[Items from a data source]
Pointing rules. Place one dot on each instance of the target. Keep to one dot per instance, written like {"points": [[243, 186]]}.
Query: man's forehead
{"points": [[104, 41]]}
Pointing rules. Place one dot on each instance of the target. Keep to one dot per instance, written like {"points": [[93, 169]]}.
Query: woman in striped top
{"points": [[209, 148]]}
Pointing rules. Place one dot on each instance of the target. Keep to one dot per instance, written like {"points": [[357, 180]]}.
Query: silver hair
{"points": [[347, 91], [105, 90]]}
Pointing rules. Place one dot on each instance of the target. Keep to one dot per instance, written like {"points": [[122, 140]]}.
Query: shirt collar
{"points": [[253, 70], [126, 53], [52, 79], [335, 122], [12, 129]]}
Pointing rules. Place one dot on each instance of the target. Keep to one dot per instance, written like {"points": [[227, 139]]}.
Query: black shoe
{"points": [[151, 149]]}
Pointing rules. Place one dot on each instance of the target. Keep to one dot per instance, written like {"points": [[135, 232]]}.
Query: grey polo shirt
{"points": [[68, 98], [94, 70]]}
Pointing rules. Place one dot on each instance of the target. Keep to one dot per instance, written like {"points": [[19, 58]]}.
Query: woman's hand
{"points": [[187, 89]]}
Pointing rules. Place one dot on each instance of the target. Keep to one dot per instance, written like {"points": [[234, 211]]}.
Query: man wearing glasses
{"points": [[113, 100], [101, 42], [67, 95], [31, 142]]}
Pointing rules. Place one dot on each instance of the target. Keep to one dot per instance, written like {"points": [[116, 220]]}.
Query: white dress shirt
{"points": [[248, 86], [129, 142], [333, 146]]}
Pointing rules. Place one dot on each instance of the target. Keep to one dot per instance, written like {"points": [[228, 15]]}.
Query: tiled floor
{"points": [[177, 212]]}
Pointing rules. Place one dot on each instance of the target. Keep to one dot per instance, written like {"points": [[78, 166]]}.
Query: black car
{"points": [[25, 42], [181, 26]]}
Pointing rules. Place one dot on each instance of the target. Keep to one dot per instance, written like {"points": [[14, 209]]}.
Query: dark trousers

WHAT THE EXERCISE ASKS: Write out the whole listing exactly.

OUTPUT OF THE EXERCISE:
Pointing rules. Place one dot on each instance of the target. Keep to one dot per instance, written like {"points": [[243, 186]]}.
Query: man's forehead
{"points": [[104, 41]]}
Pointing rules. Place one dot on each instance of the target. Keep to one dot per instance, written like {"points": [[93, 169]]}.
Query: woman in striped top
{"points": [[209, 148]]}
Pointing rules. Place one dot on each instance of the target. Keep to one dot per instance, written like {"points": [[357, 180]]}.
Query: silver hair
{"points": [[347, 91], [105, 90]]}
Pointing rules. Place one dot on each instance of the target. Keep to one dot per instance, written like {"points": [[122, 140]]}.
Query: shirt collar
{"points": [[253, 70], [126, 53], [52, 79], [335, 122], [12, 129]]}
Pointing rules. Place one dot on each instance of the target. Keep to one dot per instance, written like {"points": [[227, 139]]}.
Query: black shoe
{"points": [[151, 149]]}
Pointing rules. Place one dot on each instance of the target. Keep to one dot per instance, written like {"points": [[135, 232]]}.
Query: grey polo shirt
{"points": [[68, 98], [94, 70]]}
Pointing rules. Place one dot on each instance of the target. Keep to one dot per instance, written like {"points": [[19, 58]]}.
Query: woman's hand
{"points": [[187, 89]]}
Pointing rules. Place one dot on each instance of the target. Keep to one dot per instance, written like {"points": [[234, 211]]}.
Query: man wearing glasses
{"points": [[113, 100], [101, 42], [67, 95], [31, 142]]}
Pointing rules. Place one dot on each instance of the target. Keep to one dot per instance, written like {"points": [[116, 220]]}.
Query: white dress shirt
{"points": [[248, 86], [129, 142], [333, 146]]}
Pointing rules. Place one dot on each instance of the target. Keep to one dot per instance, written like {"points": [[228, 15]]}.
Query: tiled floor
{"points": [[177, 212]]}
Pointing rules. Place one dot on each instance of the target. Keep to one dot per instance, written like {"points": [[78, 166]]}.
Query: black car
{"points": [[25, 42], [181, 26]]}
Pointing rules. Place one dot on each instance of the target. Keep to one dot per instance, written like {"points": [[14, 209]]}.
Query: dark trousers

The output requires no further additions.